Object location annotation data:
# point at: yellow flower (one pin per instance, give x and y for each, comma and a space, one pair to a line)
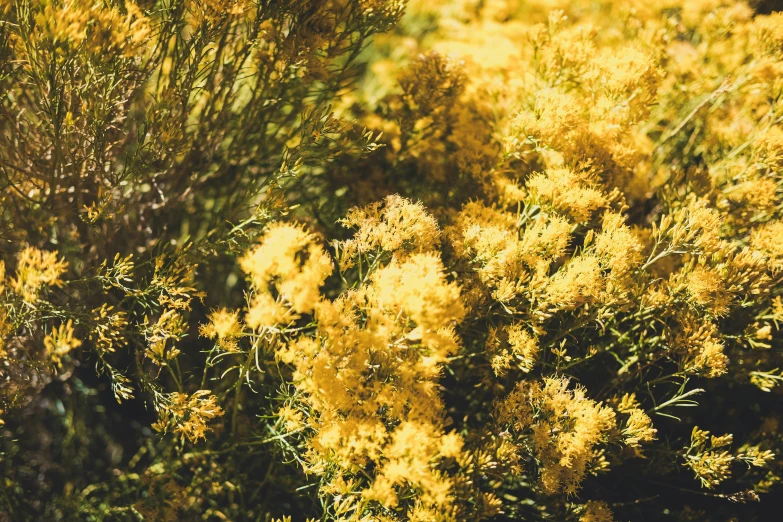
60, 341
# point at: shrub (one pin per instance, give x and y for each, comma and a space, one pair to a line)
499, 260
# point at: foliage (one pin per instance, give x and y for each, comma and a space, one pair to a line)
489, 260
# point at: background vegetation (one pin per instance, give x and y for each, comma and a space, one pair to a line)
369, 260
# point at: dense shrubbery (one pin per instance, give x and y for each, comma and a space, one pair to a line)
489, 260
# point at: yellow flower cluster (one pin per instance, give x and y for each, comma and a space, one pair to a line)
284, 287
187, 415
564, 427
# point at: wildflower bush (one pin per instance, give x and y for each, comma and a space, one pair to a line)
376, 260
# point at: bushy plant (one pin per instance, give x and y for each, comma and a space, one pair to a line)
486, 260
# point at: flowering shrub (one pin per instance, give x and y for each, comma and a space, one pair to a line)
369, 260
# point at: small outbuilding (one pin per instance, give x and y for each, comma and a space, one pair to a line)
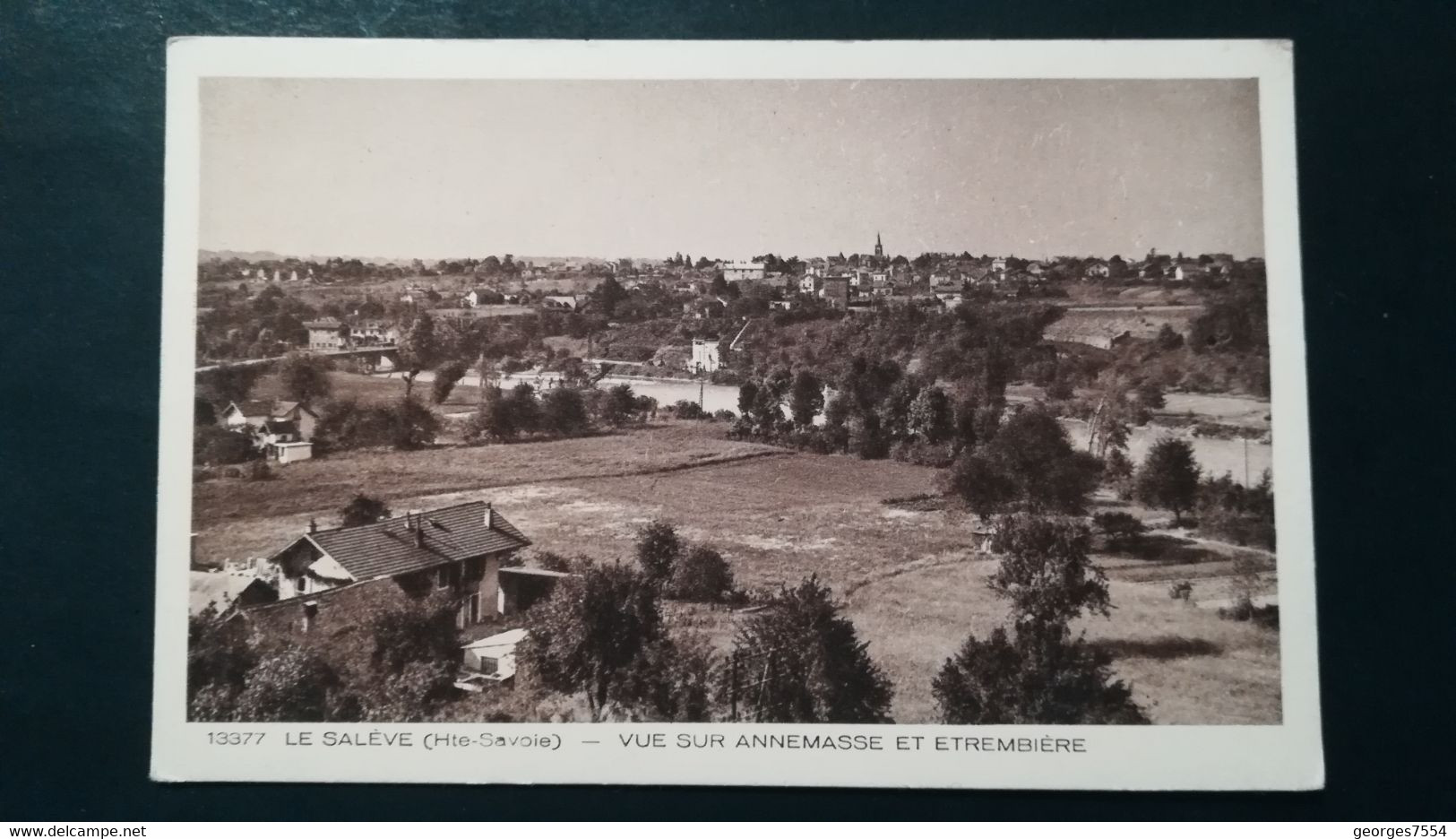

Stated goal. Count the lines in the records above that contain the string "yellow", with uppercase and lowercase treated as different, and reply with the number only.

Solution. 2